#### [Your task]
Please count the lines in the items below that contain the string "bbox", matching case exactly, and reply with only that number.

___ Listed entries

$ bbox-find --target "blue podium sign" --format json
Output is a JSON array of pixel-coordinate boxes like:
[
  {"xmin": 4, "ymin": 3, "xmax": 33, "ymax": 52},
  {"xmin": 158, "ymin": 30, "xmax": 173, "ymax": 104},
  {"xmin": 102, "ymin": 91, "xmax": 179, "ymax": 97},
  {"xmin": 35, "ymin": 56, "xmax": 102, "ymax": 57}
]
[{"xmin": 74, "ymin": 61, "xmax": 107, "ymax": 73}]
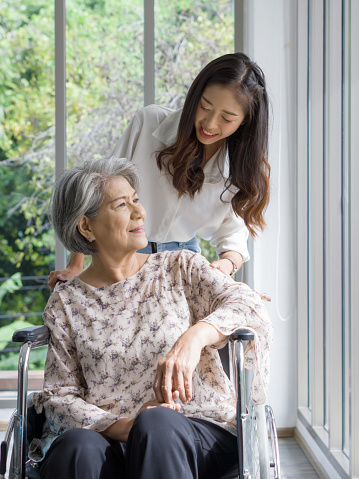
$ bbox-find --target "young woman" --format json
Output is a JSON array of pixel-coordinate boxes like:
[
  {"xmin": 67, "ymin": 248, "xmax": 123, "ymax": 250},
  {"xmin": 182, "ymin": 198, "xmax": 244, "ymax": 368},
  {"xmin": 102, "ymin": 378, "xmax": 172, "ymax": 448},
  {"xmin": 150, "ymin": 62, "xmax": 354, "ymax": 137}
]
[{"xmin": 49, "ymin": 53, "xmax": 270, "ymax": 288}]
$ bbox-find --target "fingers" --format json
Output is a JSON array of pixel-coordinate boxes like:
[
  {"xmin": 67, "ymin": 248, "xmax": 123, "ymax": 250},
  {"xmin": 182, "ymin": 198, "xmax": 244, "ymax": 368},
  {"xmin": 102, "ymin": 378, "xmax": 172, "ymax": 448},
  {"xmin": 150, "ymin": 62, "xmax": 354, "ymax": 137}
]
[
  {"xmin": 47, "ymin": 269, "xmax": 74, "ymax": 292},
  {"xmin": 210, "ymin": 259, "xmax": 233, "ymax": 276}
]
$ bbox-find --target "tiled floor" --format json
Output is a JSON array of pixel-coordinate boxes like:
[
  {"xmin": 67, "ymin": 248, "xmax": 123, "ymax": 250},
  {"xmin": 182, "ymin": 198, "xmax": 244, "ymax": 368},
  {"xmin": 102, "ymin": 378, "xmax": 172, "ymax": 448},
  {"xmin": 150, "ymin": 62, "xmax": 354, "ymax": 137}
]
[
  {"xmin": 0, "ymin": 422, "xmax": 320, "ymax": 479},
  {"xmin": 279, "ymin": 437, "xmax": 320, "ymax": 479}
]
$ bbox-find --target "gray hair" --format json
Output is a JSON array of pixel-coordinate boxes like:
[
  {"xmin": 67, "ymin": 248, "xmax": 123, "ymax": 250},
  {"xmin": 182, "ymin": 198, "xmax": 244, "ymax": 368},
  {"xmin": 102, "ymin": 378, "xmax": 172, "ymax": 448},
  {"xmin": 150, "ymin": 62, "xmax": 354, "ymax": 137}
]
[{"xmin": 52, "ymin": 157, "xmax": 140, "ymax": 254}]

______

#### [Result]
5